**STATED EXERCISE A:**
In the segmentation entries, rewrite the lines starting at the one containing "If you could" and ending at the one containing "M172 236L176 235L184", swapping "fern-like tree" for "young oak" and changing nothing else. Give only those lines, without the pictures.

**PASSAGE SHOWN:**
━━━━
Tuesday, August 17, 2010

LCROSS flight operations report



Impact Science Observations. The above diagram is a timeline of instrument data collection covering the five minutes prior to the impact of the LCROSS Shepherding Spacecraft. Label `A” shows downlink fully subscribed; `B” shows irregular ticks that reflect images dropped onboard because of downlink "over-subscription;" `C” shows the effect of a ground command sent to reduce camera sampling rates; `D” shows how a command sent to change an image exposure setting enabled imaging the Centaur crater in near-infrared (NIR).

The left image is the near-infrared spectrometers field-of-view just after the Centaur impact.

Paul D. Tompkins, et.al.
Stinger Ghaffarian Technologies
LCROSS Lead Flight Director, ARC


LCROSS (Lunar CRater Observation and Sensing Satellite) was conceived as a low-cost means of determining the nature of hydrogen detected at the polar regions of the moon. The mission presented several inherent challenges – planning for and achieving a precise impact at a lunar pole, guiding a Centaur upper stage far beyond its operational lifetime, co-launching as a secondary payload with the LRO spacecraft, and preparing for and operating such a mission under a highly constrained budget and short development cycle. Beyond these, the flight itself presented other hurdles in the path to success, including several anomalies, one of which was nearly mission-catastrophic.

Section I (of the AIAA report) provides the reader with background on the LCROSS project and components. Section II provides an overview of the flight mission. The remaining sections describe specific challenges encountered in planning and executing the mission and how they were overcome. The paper concludes by highlighting the key factors for the mission’s success.
━━━━
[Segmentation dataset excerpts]
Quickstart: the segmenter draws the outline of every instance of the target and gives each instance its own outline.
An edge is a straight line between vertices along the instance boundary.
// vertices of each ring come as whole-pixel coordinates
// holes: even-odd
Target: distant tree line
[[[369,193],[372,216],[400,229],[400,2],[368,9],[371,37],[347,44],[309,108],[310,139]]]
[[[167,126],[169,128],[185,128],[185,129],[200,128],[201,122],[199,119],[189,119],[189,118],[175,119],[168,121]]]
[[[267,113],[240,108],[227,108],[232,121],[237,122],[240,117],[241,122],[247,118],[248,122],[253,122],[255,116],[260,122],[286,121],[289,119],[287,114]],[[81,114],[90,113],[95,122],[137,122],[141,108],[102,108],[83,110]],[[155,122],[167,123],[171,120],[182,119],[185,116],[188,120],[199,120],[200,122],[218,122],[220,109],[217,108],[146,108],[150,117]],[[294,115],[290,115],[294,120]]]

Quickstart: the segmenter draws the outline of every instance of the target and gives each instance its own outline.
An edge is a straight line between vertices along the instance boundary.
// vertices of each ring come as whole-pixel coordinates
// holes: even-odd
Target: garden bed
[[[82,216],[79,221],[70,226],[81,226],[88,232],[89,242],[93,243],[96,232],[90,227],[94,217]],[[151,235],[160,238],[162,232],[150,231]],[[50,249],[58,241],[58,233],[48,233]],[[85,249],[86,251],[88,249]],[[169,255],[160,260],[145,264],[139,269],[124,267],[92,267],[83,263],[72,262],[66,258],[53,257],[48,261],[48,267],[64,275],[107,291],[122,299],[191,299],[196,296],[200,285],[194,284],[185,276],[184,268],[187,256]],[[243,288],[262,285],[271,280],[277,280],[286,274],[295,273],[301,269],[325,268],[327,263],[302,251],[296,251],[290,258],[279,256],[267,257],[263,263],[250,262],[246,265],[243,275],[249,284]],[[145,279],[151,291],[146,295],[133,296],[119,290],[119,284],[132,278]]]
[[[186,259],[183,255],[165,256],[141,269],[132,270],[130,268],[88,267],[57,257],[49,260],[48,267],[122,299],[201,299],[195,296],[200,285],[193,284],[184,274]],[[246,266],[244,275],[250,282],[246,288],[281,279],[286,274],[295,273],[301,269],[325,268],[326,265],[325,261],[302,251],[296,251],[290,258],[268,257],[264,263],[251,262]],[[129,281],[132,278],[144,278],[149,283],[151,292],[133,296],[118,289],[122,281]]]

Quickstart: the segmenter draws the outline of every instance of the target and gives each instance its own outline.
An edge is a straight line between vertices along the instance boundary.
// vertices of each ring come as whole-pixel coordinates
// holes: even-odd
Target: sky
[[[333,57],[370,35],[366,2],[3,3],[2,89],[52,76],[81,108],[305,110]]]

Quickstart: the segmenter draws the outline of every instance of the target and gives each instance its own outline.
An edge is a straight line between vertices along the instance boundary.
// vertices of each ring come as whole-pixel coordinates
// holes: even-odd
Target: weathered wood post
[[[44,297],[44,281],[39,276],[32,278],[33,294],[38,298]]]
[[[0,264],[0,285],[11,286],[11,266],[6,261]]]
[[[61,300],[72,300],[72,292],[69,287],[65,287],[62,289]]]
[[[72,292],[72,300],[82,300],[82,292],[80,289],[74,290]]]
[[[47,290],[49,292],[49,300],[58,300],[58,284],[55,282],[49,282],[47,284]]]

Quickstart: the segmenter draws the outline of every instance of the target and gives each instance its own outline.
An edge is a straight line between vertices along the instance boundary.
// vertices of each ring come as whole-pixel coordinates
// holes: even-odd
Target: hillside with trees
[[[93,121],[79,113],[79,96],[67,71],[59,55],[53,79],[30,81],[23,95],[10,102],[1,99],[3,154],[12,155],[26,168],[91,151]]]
━━━━
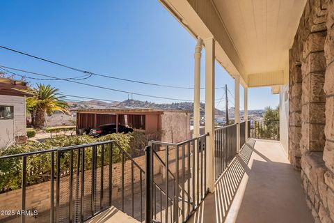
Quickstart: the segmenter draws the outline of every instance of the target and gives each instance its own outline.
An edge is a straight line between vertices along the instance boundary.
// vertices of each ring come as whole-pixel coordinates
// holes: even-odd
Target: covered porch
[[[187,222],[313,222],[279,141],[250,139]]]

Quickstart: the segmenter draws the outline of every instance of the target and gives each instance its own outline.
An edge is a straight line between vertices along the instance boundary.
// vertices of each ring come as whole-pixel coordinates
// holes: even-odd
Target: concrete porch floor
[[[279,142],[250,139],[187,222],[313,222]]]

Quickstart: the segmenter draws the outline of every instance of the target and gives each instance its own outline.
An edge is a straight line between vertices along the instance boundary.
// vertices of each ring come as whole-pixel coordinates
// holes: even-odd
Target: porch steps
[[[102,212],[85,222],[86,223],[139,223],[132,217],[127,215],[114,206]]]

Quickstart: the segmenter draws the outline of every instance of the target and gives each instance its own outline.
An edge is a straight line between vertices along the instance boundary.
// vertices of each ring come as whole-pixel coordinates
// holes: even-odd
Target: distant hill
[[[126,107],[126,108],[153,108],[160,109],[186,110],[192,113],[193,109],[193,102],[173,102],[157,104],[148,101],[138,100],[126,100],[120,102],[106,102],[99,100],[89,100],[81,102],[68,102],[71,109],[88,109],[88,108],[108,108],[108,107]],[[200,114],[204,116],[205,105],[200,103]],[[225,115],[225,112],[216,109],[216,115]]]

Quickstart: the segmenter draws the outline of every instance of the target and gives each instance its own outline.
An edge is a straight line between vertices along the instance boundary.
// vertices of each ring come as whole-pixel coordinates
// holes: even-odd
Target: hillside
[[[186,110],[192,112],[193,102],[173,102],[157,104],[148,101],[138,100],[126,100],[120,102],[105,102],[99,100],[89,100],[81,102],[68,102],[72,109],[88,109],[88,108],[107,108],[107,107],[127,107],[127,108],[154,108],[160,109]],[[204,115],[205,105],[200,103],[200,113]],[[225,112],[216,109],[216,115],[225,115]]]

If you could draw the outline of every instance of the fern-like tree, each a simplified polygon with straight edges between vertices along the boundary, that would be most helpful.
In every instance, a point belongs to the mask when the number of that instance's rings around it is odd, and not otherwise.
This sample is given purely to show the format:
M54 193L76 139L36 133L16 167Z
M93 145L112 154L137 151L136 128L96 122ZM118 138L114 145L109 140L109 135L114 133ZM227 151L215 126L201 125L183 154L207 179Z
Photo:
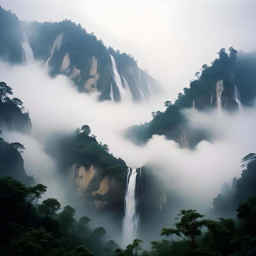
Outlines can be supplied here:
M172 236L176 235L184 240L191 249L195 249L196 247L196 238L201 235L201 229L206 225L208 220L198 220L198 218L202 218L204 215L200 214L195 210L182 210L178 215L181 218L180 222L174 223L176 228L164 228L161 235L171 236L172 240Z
━━━━
**STATED EXERCISE B:**
From the LCROSS flight report, copy the passage starting at "Tuesday, August 17, 2010" and ending at "the Centaur impact.".

**COMPLETE ANSWER A:**
If you could draw the outline of every instance of the young oak, each a simplified polygon with straight edges between vertices along the boundary, that would be most helpful.
In every instance, a point belongs to the mask when the number of that instance's rings around it is odd, and not otherwise.
This sample is given purely to show the format:
M54 193L76 139L36 133L16 167Z
M93 145L112 154L137 151L136 128L96 122ZM118 138L114 145L109 140L109 135L114 133ZM227 151L215 126L201 125L183 154L207 179Z
Photo:
Outlines can be supplied here:
M172 236L176 235L184 240L191 249L195 249L196 247L196 238L201 235L201 229L206 225L208 220L198 220L198 218L202 218L204 215L200 214L195 210L182 210L178 215L181 218L180 222L174 223L176 228L164 228L161 235L171 236L172 240Z

**COMPLETE ANSWER B:**
Tuesday, August 17, 2010

LCROSS flight operations report



Impact Science Observations. The above diagram is a timeline of instrument data collection covering the five minutes prior to the impact of the LCROSS Shepherding Spacecraft. Label `A” shows downlink fully subscribed; `B” shows irregular ticks that reflect images dropped onboard because of downlink "over-subscription;" `C” shows the effect of a ground command sent to reduce camera sampling rates; `D” shows how a command sent to change an image exposure setting enabled imaging the Centaur crater in near-infrared (NIR).

The left image is the near-infrared spectrometers field-of-view just after the Centaur impact.